══ Provided records ══
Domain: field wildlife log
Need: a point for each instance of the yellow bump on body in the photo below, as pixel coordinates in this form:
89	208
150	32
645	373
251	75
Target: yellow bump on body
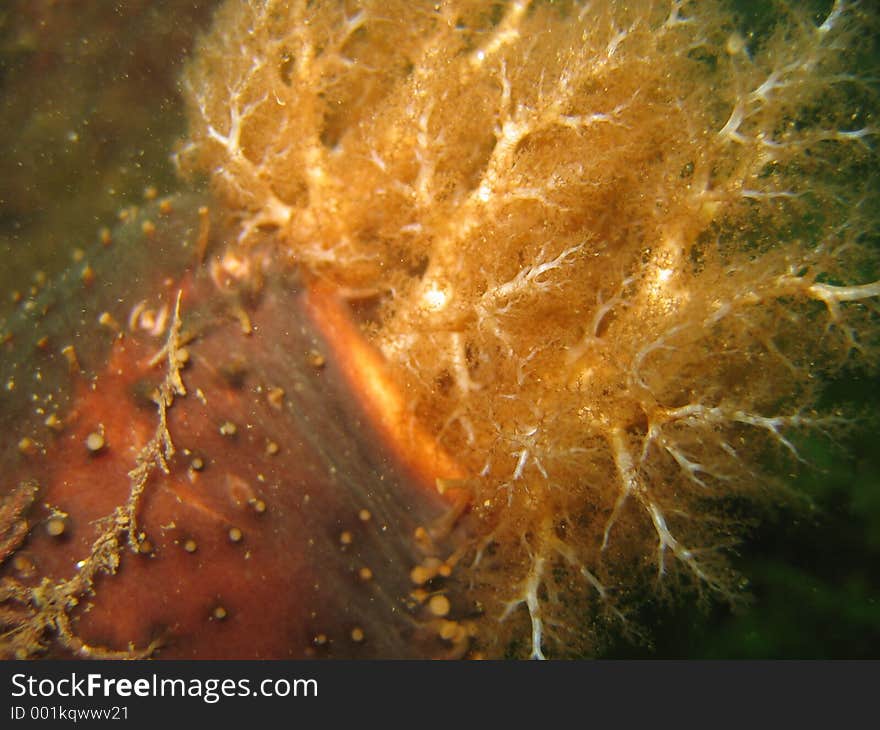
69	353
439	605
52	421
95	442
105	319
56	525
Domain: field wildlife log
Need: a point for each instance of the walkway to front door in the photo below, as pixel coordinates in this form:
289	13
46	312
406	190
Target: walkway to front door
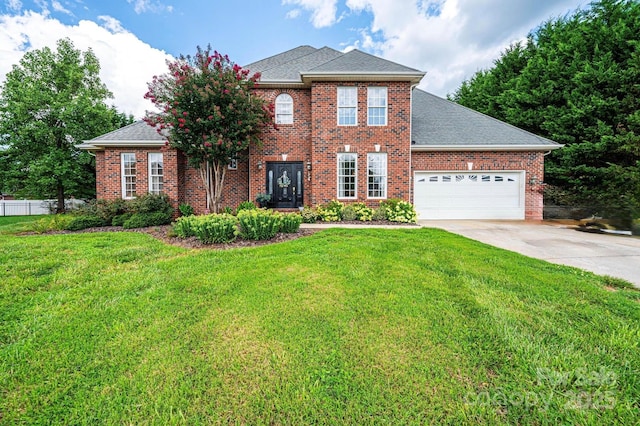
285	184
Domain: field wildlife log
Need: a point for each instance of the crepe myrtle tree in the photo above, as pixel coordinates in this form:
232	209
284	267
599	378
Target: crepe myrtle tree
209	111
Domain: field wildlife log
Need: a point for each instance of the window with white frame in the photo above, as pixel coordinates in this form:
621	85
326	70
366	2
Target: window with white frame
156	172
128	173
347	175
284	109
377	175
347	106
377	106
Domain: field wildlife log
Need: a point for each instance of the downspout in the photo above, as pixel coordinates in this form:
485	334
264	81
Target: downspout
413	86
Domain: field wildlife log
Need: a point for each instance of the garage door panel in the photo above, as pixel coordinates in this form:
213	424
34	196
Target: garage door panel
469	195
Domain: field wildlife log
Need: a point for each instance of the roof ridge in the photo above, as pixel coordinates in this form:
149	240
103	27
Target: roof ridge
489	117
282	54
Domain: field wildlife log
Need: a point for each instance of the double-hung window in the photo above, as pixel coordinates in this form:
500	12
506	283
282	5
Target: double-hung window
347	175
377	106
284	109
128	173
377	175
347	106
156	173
═══
══ Provided records ══
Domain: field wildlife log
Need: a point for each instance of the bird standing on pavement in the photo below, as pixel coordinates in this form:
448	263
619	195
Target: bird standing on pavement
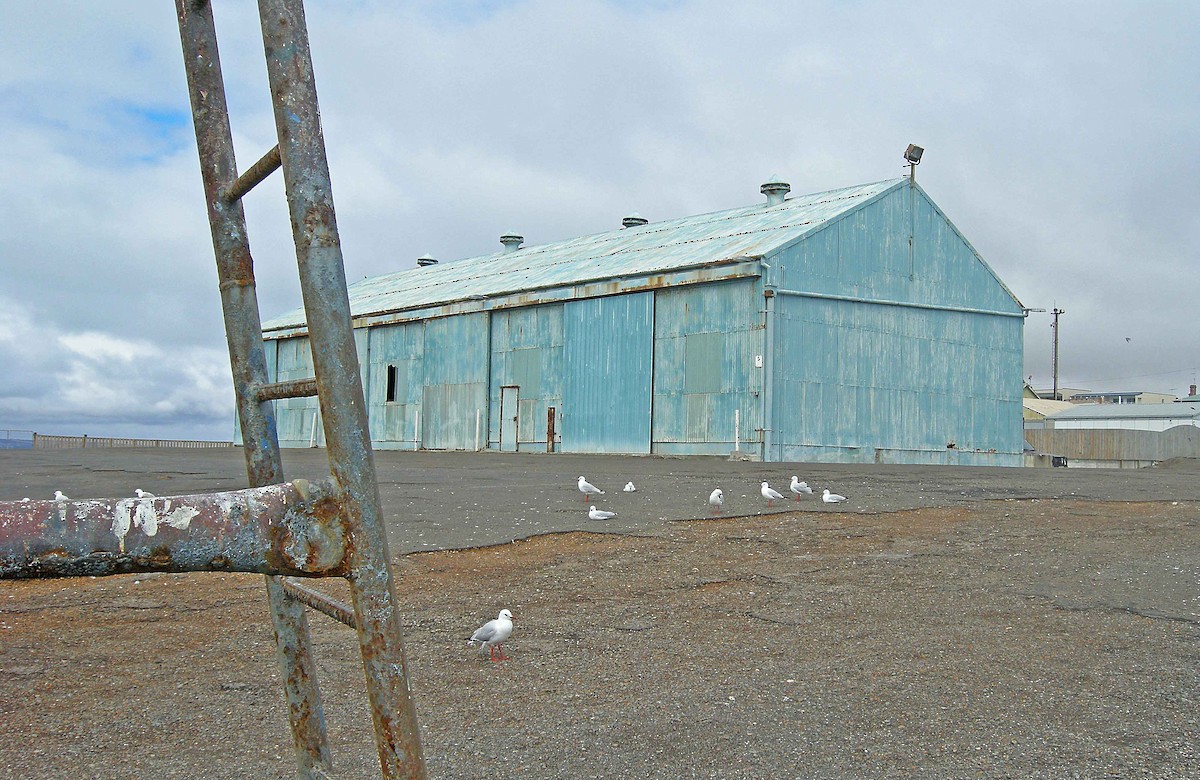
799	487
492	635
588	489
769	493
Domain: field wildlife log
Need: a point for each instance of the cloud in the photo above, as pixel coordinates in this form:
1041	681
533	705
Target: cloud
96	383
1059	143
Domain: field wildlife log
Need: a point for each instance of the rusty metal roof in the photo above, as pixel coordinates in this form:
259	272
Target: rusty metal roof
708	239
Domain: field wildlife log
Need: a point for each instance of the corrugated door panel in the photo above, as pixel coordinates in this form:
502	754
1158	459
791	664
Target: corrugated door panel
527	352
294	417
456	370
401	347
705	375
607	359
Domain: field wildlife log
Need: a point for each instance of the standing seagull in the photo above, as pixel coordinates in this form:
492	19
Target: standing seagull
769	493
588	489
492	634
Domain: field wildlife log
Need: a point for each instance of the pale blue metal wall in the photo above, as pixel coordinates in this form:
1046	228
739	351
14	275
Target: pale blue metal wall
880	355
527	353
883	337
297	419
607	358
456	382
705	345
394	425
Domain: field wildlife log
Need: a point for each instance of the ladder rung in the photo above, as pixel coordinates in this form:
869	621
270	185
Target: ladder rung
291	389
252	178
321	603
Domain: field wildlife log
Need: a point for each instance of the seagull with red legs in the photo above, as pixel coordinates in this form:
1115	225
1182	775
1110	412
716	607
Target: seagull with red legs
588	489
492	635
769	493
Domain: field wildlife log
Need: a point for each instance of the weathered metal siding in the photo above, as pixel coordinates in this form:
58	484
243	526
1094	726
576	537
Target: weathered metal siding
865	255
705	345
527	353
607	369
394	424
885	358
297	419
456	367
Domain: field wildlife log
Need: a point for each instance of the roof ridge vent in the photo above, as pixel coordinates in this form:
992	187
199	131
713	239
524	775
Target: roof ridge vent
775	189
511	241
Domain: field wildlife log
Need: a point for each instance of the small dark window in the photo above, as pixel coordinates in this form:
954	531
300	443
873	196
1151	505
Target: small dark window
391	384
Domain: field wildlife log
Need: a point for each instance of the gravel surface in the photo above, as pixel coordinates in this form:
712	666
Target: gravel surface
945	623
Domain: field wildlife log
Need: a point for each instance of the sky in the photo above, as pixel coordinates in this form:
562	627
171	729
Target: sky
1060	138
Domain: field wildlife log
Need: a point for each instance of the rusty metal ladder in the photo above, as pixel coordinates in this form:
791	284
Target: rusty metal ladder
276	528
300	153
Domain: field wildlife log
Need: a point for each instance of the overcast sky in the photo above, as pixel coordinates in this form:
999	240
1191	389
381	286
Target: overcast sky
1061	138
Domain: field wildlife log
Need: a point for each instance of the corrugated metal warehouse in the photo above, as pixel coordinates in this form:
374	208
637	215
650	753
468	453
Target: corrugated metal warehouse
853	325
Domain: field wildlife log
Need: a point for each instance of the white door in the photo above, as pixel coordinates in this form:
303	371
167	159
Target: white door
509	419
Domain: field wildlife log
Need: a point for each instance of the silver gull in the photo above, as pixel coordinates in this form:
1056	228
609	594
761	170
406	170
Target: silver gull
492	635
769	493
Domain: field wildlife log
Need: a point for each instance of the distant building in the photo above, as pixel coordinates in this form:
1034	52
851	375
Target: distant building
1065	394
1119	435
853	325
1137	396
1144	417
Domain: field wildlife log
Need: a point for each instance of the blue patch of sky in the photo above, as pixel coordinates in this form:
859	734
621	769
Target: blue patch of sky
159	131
═══
The task:
Filter the entries above down to the lines containing the word "below".

Output for this task:
Need: a point for each instance of the yellow bump on body in the photo below, as pixel coordinates in this form:
Need: a point for each instance of the walkway to front door in the photo below, as pixel coordinates in this form:
Need: a point for each instance of the bird standing on pavement in the photo below, as pixel coordinates in this form:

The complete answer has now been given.